■ **Objective A**: Count the lines in the rows below that contain the string "black", treating case as significant. Reply with the number only.

■ **Text extract**:
________
She didn’t vanish into thin air. I received a text message from her informing me that she gone outside, seen the bus and got on it to go home. Apparently she had a headache and was almost falling asleep because she had, as she put it, ‘nothing to do or motivate her to stay energetic’. Apparently she was struggling. Apparently I knew this and for the last two days because I had worked at home (my son was really poorly so I thought it would be best if I worked from home) it had meant I had kept her there with nothing to do. Apparently this was unfair.
I should explain.
My (ex) nanny is pregnant. About 20 weeks. According to her, this isn’t something she planned and she only discovered she was when she was 12 weeks pregnant. Or so she says. The pregnancy and whooping cough leaflet I found on the buggy about five weeks after she started must have been someone else’s then…
Our nanny getting pregnant is something hubby and I joked about happening. We laughed about how it would be typical luck for us that we would take on someone to look after our son who then gets pregnant and we end up not only having to re-settle our son with someone else, but also be liable for maternity pay. We should never have tempted fate. Silly us for joking about it.
When she started it was great. I found going back to work incredibly hard and after much searching I really did feel like I had found the right person to look after the most precious person in my life. I liked her manner, the way she was with son, the way she interacted with hubby and I. She came so highly recommended we really did think we had lucked out and for the first five weeks it was perfect. Then something changed.
________
■ **Recorded information**:

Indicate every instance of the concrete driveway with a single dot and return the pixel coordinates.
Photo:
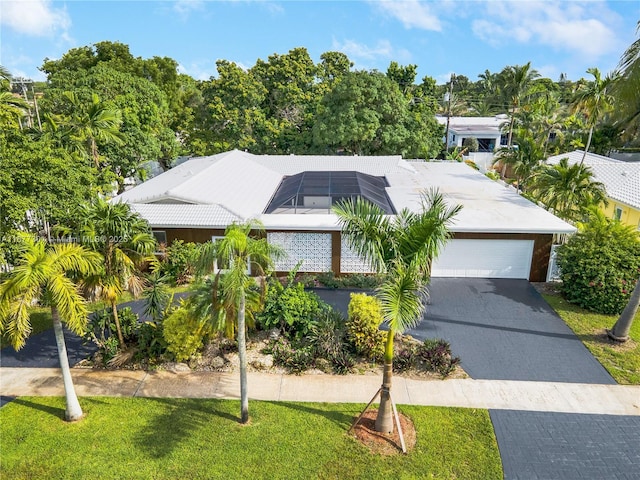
(504, 330)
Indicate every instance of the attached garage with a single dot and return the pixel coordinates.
(485, 259)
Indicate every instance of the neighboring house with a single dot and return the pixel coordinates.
(621, 181)
(487, 130)
(498, 233)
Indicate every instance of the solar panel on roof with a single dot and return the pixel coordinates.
(333, 185)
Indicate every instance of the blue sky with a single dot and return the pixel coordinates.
(441, 36)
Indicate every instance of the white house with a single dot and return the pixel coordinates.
(498, 233)
(487, 130)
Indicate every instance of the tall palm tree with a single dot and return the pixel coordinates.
(403, 247)
(594, 99)
(568, 190)
(47, 272)
(238, 253)
(622, 327)
(90, 123)
(124, 240)
(515, 83)
(627, 89)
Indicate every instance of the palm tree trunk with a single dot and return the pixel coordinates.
(620, 331)
(586, 149)
(384, 420)
(73, 411)
(242, 357)
(114, 308)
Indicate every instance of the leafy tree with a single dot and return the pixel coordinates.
(404, 248)
(233, 114)
(568, 190)
(124, 240)
(599, 265)
(46, 272)
(240, 252)
(367, 114)
(593, 100)
(40, 184)
(515, 83)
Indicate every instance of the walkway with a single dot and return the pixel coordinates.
(489, 394)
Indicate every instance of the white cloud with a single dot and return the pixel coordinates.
(412, 13)
(185, 7)
(199, 70)
(34, 17)
(584, 28)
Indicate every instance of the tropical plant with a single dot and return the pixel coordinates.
(515, 83)
(593, 100)
(627, 90)
(622, 327)
(45, 272)
(599, 265)
(124, 240)
(568, 190)
(241, 253)
(403, 247)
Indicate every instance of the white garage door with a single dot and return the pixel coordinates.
(485, 259)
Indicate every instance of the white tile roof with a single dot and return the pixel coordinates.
(471, 125)
(621, 179)
(237, 185)
(185, 215)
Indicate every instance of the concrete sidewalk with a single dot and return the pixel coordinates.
(489, 394)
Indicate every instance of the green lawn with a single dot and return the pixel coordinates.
(621, 360)
(139, 438)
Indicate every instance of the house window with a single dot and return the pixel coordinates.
(617, 213)
(160, 236)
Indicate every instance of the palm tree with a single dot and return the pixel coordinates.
(515, 83)
(46, 272)
(238, 253)
(627, 89)
(594, 99)
(403, 247)
(568, 190)
(88, 124)
(124, 240)
(622, 327)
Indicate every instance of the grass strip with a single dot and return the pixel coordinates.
(142, 438)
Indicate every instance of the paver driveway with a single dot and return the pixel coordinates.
(504, 330)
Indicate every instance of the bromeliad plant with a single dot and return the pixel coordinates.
(46, 272)
(403, 247)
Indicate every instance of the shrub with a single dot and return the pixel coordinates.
(101, 330)
(435, 356)
(183, 333)
(151, 342)
(599, 265)
(296, 359)
(290, 308)
(178, 261)
(365, 317)
(354, 280)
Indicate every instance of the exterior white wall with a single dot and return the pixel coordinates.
(351, 262)
(314, 249)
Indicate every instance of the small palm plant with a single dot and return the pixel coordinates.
(404, 248)
(45, 272)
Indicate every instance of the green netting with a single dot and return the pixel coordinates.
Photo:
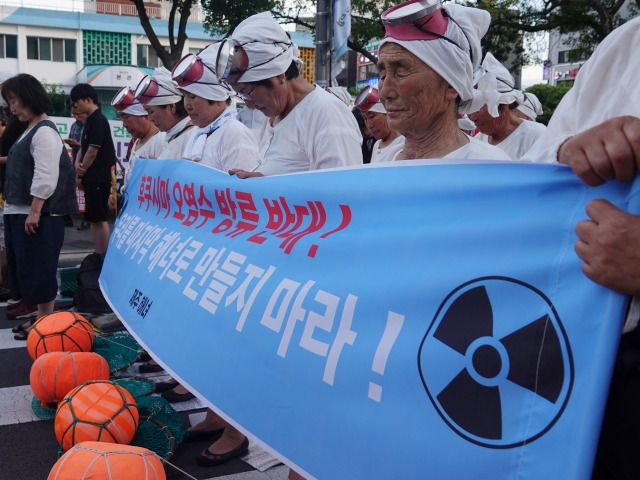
(43, 412)
(160, 409)
(119, 349)
(160, 428)
(136, 386)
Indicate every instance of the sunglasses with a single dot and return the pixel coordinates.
(123, 99)
(367, 98)
(232, 60)
(148, 89)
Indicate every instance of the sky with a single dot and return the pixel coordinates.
(531, 75)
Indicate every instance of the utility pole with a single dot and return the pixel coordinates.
(323, 43)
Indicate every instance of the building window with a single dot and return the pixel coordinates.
(147, 57)
(572, 56)
(106, 48)
(56, 49)
(8, 46)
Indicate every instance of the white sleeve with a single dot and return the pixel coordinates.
(46, 147)
(336, 139)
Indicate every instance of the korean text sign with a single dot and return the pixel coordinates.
(409, 321)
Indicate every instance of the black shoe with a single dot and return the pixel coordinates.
(200, 435)
(207, 458)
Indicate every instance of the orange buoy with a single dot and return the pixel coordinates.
(106, 461)
(60, 332)
(54, 374)
(99, 411)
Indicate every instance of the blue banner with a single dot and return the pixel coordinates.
(416, 321)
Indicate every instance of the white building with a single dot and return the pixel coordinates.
(564, 59)
(101, 42)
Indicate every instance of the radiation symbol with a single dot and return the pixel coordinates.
(496, 362)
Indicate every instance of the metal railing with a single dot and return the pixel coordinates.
(158, 10)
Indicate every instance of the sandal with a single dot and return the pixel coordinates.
(23, 327)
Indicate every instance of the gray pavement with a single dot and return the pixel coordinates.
(29, 445)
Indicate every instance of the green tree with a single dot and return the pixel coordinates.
(550, 97)
(173, 52)
(512, 20)
(589, 22)
(58, 99)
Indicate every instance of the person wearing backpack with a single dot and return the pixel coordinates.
(39, 190)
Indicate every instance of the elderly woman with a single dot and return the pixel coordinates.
(388, 142)
(426, 63)
(221, 141)
(309, 128)
(147, 141)
(530, 108)
(39, 190)
(497, 121)
(163, 102)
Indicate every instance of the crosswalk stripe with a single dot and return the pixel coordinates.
(15, 405)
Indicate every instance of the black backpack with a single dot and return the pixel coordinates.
(88, 297)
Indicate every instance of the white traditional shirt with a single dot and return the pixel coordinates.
________
■ **Objective B**: Copy out the full passage about the nanny word for word.

■ **Written solution A**: 2

■ **Written solution B**:
She didn’t vanish into thin air. I received a text message from her informing me that she gone outside, seen the bus and got on it to go home. Apparently she had a headache and was almost falling asleep because she had, as she put it, ‘nothing to do or motivate her to stay energetic’. Apparently she was struggling. Apparently I knew this and for the last two days because I had worked at home (my son was really poorly so I thought it would be best if I worked from home) it had meant I had kept her there with nothing to do. Apparently this was unfair.
I should explain.
My (ex) nanny is pregnant. About 20 weeks. According to her, this isn’t something she planned and she only discovered she was when she was 12 weeks pregnant. Or so she says. The pregnancy and whooping cough leaflet I found on the buggy about five weeks after she started must have been someone else’s then…
Our nanny getting pregnant is something hubby and I joked about happening. We laughed about how it would be typical luck for us that we would take on someone to look after our son who then gets pregnant and we end up not only having to re-settle our son with someone else, but also be liable for maternity pay. We should never have tempted fate. Silly us for joking about it.
When she started it was great. I found going back to work incredibly hard and after much searching I really did feel like I had found the right person to look after the most precious person in my life. I liked her manner, the way she was with son, the way she interacted with hubby and I. She came so highly recommended we really did think we had lucked out and for the first five weeks it was perfect. Then something changed.